■ Given instruction
From the excerpt on anomaly mining below, quote the passage word for word, starting with "Motivation. Anomaly explanation" and going on through "real world applications.".

■ Text excerpt
Figure 1: (left) The series of steps that the proposed ALARM framework supports for end-to-end anomaly discovery and management. (right) A screenshot of ALARM’s GUI for visual exploration, verification and action-taking (i.e. new rule design).

Motivation. Anomaly explanation aims to equip the human analyst with the understanding of why the detected anomalies stand out [26]. Stand-alone explanations, however, are typically not directly utilized to improve downstream steps. There also exist various visual analytics tools specifically developed to aid detection by human perception or visual inspection to aid verification [17, 29, 30]. However, while the explanations and visualizations are expected to help the analyst gain sufficient “insight” into the anomalies, they lack explicit guidance toward decision-making and action-taking. Moreover, these detection, explanation and visualization techniques are often developed separately rather than supporting an end-to-end pipeline for human-in-the-loop anomaly mining and management for real world applications.

Application Scenario. Motivated by these gaps in the literature, we propose an end-to-end framework for anomaly mining, reasoning and management that not only equips the human-in-the-loop with anomaly explanations but also puts these explanations to use toward guiding the analyst in action-taking. Our work is driven by its applications in finance (related to bank/credit/merchant fraud and money-laundering detection and management), yet it can easily be utilized in other domains in which anomaly mining is critical.

Specifically, as shown in Fig. 1(left), we envision a deployed system where the incoming (in our case, transaction) data stream is screened through a database (i.e. ensemble) of anomaly detection rules for flagging the known type of anomalies. Rule-based detection is quite common in many real world deployed systems, thanks to the simplicity and transparency of rules (a small set of feature predicates), fast inference time, and ability to design and deploy new rules in a decentralized fashion by several experts and analysts. The overarching goal here is to quickly detect and verify new, emerging fraudulent activities and design and deploy new rule(s) that can automatically detect similar fraud in the near and far future.

■ Supplied material
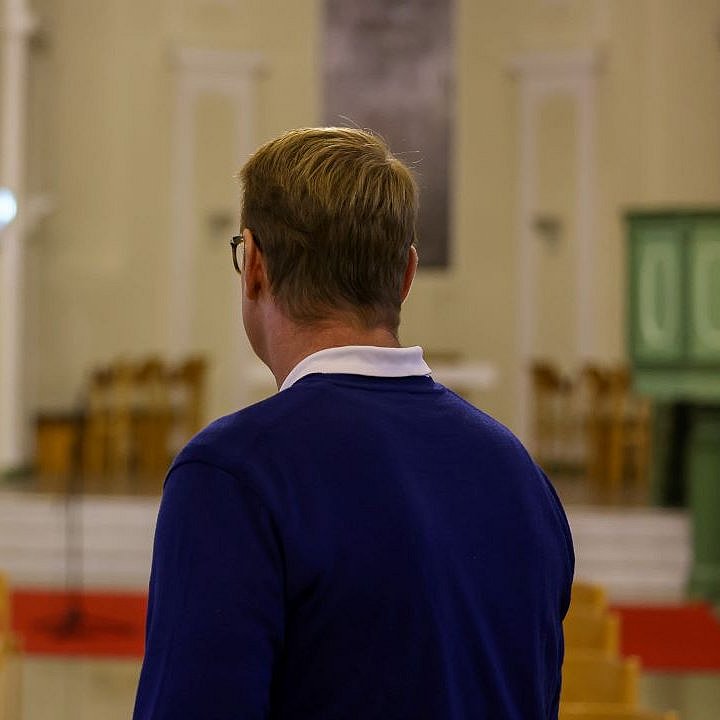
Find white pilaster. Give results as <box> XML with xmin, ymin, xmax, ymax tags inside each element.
<box><xmin>168</xmin><ymin>48</ymin><xmax>263</xmax><ymax>404</ymax></box>
<box><xmin>0</xmin><ymin>0</ymin><xmax>35</xmax><ymax>472</ymax></box>
<box><xmin>511</xmin><ymin>50</ymin><xmax>600</xmax><ymax>440</ymax></box>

■ Output of the exercise
Motivation. Anomaly explanation aims to equip the human analyst with the understanding of why the detected anomalies stand out [26]. Stand-alone explanations, however, are typically not directly utilized to improve downstream steps. There also exist various visual analytics tools specifically developed to aid detection by human perception or visual inspection to aid verification [17, 29, 30]. However, while the explanations and visualizations are expected to help the analyst gain sufficient “insight” into the anomalies, they lack explicit guidance toward decision-making and action-taking. Moreover, these detection, explanation and visualization techniques are often developed separately rather than supporting an end-to-end pipeline for human-in-the-loop anomaly mining and management for real world applications.